PROBLEM TO SOLVE> Without omission or alteration, write out all of the data.

RECORDS SHOWN>
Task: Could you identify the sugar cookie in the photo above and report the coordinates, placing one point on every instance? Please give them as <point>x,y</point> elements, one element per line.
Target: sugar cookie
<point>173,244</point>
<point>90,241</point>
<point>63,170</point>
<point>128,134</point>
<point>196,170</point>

RESULT FOR THIS TASK>
Task: Could you identify the sugar cookie in the photo above and report the coordinates, placing one point on every instance? Please give them as <point>x,y</point> elements, one element per line.
Target: sugar cookie
<point>173,244</point>
<point>90,241</point>
<point>63,170</point>
<point>128,134</point>
<point>196,170</point>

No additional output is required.